▸ SOURCE EXTRACT:
•••••
We review a trial court's ruling on the admission of evidence for an abuse of discretion. Tillman v. State, 354 S.W.3d 425, 435 (Tex. Crim. App. 2011); Walker v. State, 321 S.W.3d 18, 22 (Tex. App.—Houston [1st Dist.] 2009, pet. dism'd). A trial court abuses its discretion if it acts arbitrarily, unreasonably, or without reference to any guiding rules or principles. Montgomery v. State, 810 S.W.2d 372, 380 (Tex. Crim. App. 1990). When considering a trial court's decision to admit evidence, we will not reverse the trial court's ruling unless it falls outside the "zone of reasonable disagreement." Green v. State, 934 S.W.2d 92, 102 (Tex. Crim. App. 1996) (internal quotations omitted). We will uphold a trial court's evidentiary ruling if it is correct on any theory of law applicable to that ruling. De La Paz v. State, 279 S.W.3d 336, 344 (Tex. Crim. App. 2009).

Admission of Evidence

In his sole issue, appellant argues that the trial court erred in admitting into evidence State's Exhibit 191, an audio-recorded statement that appellant's former girlfriend, McClurg, gave to Sergeant Ferguson, because it constitutes hearsay and was not admissible under the recorded-recollection exception to the hearsay rule. See TEX. R. EVID. 801(d), 802, 803(5).

We may not determine whether a trial court erred in the admission of evidence unless error is preserved for our review. See Martinez v. State, 98 S.W.3d 189, 193 (Tex. Crim. App. 2003). To preserve the issue of erroneously admitted evidence, a party must make a timely and specific objection and obtain a ruling from the trial court. TEX. R. APP. P. 33.1(a); Martinez, 98 S.W.3d at 193. "The purpose of requiring a specific objection in the trial court is twofold: (1) to inform the trial [court] of the basis of the objection and give [it] the opportunity to rule on it[] [and] (2) to give opposing counsel the opportunity to respond to the complaint." Resendez v. State, 306 S.W.3d 308, 312 (Tex. Crim. App. 2009). A party "must be specific enough so as to 'let the trial [court] know what he wants, why he thinks himself entitled to it, and do so clearly enough for the [trial court] to understand him at a time when the trial court is in a proper position to do something about it.'" Id. at 313 (quoting Lankston v. State, 827 S.W.2d 907, 909 (Tex. Crim. App. 1992)). A party also fails to preserve error when the contention urged on appeal does not comport with the specific complaint made in the trial court. See Lovill v. State, 319 S.W.3d 687, 691-92 (Tex. Crim. App. 2009); Rothstein v. State, 267 S.W.3d 366, 373 (Tex. App.—Houston [14th Dist.] 2008, pet. ref'd).

We must consider the context of the complaint to determine if the party preserved error. Resendez, 306 S.W.3d at 313. If the correct ground for exclusion was obvious to the trial court and opposing counsel, waiver will not result from a general or imprecise objection. Zillender v. State, 557 S.W.2d 515, 517 (Tex. Crim. App. 1977). However, if the context shows that a party failed to effectively communicate his argument, then the error is deemed waived on appeal. Lankston, 827 S.W.2d at 909.
•••••
▸ AVAILABLE DATA:
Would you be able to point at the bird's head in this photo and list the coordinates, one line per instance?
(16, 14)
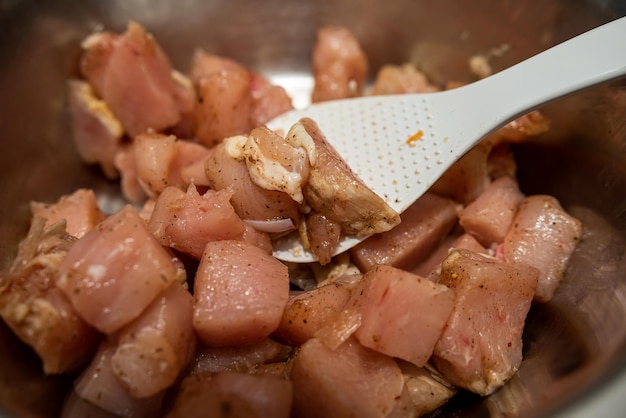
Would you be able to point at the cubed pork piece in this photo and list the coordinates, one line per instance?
•••••
▸ GIVEN TASK:
Copy the passage of the court opinion excerpt from "We review a" up to and including "344 (Tex. Crim. App. 2009).". The listing is separate material and has no connection to the court opinion excerpt.

▸ RESULT:
We review a trial court's ruling on the admission of evidence for an abuse of discretion. Tillman v. State, 354 S.W.3d 425, 435 (Tex. Crim. App. 2011); Walker v. State, 321 S.W.3d 18, 22 (Tex. App.—Houston [1st Dist.] 2009, pet. dism'd). A trial court abuses its discretion if it acts arbitrarily, unreasonably, or without reference to any guiding rules or principles. Montgomery v. State, 810 S.W.2d 372, 380 (Tex. Crim. App. 1990). When considering a trial court's decision to admit evidence, we will not reverse the trial court's ruling unless it falls outside the "zone of reasonable disagreement." Green v. State, 934 S.W.2d 92, 102 (Tex. Crim. App. 1996) (internal quotations omitted). We will uphold a trial court's evidentiary ruling if it is correct on any theory of law applicable to that ruling. De La Paz v. State, 279 S.W.3d 336, 344 (Tex. Crim. App. 2009).